TASK DESCRIPTION
Can you write out everything in the article on financial advisers' stress after the 2008 crisis from "Some Financial Advisers" down to "an uncommon way."?

START READING TEXT

Some Financial Advisers May Have PTSD Following 2008 Crisis: Study

Study: Third Of Financial Advisers May Have Had PTSD After Crisis

The entire country suffered greatly during the most recent financial crisis, but a recent study reveals that financial professionals were affected in an uncommon way.

Some 93 percent of financial advisers reported medium to high stress levels following the 2008 financial crisis, with 39 percent of respondents reporting stress symptoms at levels similar to individuals who have been diagnosed with post-traumatic stress disorder, according to a report in the most recent issue of the Journal Of Financial Therapy.

Nearly half of the 56 financial planners surveyed, all of whom managed assets with an average value between $20 million and $40 million, also said the crisis led them to question their profession and "how to help people create the life they want."

"A lot of these financial planners I worked with couldn't sleep at night,” Brad Klontz, an associate professor at Kansas State University and co-author of the study told MarketWatch. "They shoulder a great deal of the financial and emotional responsibility when they manage client assets."

PTSD was defined in the study as a disturbance that "must last for over one month and cause significant impairment in one's ability to function at work or in relationships" following a traumatic event. Nearly 70 percent of respondents said they thought about their stress even when they didn't mean to, and some 67 percent said they had "waves of strong feelings about it."

Indeed, financial advisers were not the only ones whose health was negatively affected in the wake of the financial crisis. Austerity measures implemented in Europe and North America since 2008 have increased rates of suicide, depression and infectious diseases, a pattern in keeping with decades of research on such economic policies.

END READING TEXT
START SUPPLIED RECORDS

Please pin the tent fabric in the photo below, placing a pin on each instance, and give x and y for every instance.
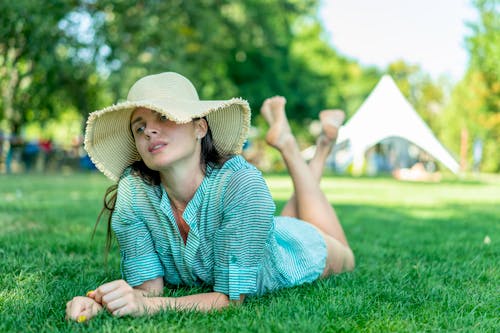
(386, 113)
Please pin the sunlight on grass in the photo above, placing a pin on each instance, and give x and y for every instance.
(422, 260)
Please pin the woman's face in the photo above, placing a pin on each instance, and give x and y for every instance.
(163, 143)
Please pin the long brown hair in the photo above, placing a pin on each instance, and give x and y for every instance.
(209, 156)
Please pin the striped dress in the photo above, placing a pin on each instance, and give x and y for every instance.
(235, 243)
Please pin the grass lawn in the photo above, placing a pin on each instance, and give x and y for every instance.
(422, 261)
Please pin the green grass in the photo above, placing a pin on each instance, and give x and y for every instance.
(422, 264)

END SUPPLIED RECORDS
START SUPPLIED RECORDS

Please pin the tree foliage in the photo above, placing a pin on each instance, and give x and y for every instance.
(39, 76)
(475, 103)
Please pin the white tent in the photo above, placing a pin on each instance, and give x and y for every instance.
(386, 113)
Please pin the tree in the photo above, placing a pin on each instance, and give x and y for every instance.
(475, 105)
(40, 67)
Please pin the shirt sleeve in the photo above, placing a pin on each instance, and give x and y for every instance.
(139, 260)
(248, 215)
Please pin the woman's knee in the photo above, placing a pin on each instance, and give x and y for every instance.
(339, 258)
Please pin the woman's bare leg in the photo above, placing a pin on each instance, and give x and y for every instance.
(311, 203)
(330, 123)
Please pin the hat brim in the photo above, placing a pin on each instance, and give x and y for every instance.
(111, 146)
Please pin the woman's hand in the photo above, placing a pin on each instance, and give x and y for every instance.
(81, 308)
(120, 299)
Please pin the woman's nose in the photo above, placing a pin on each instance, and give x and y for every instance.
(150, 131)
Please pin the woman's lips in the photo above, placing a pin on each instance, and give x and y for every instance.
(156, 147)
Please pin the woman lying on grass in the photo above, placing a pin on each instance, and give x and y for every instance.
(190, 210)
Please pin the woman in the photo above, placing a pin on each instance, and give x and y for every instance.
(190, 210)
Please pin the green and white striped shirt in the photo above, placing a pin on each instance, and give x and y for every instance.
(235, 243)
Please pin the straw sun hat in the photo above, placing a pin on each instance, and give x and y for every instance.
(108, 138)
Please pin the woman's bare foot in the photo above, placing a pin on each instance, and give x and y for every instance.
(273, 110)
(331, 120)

END SUPPLIED RECORDS
START SUPPLIED RECORDS

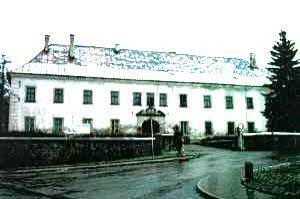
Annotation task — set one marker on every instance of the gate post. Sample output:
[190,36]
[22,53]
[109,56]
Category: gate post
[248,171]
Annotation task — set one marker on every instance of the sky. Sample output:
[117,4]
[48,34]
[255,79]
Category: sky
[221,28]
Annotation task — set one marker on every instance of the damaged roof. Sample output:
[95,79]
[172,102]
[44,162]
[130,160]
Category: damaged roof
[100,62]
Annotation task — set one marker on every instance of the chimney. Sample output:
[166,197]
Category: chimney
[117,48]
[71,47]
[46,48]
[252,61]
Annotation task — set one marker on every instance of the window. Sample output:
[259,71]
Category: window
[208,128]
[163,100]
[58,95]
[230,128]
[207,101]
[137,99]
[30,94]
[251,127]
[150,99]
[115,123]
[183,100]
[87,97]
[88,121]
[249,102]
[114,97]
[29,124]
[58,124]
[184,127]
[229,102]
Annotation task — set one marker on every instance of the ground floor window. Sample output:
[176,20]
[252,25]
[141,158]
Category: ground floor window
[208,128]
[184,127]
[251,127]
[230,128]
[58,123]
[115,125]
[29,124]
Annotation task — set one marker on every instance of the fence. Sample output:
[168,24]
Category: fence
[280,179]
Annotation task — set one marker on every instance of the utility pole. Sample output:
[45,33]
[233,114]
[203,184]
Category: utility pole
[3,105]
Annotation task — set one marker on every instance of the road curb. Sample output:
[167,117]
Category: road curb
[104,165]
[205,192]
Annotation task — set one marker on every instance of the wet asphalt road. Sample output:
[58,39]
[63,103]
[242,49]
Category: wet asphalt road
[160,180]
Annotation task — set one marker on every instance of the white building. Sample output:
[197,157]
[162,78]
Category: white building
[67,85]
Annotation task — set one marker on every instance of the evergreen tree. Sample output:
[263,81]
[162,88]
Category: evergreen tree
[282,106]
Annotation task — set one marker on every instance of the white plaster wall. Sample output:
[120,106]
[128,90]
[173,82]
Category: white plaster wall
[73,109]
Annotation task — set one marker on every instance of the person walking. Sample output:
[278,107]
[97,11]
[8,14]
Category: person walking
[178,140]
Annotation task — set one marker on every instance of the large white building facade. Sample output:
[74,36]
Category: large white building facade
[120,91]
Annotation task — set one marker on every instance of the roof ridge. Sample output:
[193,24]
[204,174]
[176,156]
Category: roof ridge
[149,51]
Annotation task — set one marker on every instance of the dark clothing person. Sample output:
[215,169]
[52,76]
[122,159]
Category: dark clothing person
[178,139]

END SUPPLIED RECORDS

WRITTEN RESPONSE
Some Financial Advisers May Have PTSD Following 2008 Crisis: Study

Study: Third Of Financial Advisers May Have Had PTSD After Crisis

The entire country suffered greatly during the most recent financial crisis, but a recent study reveals that financial professionals were affected in an uncommon way.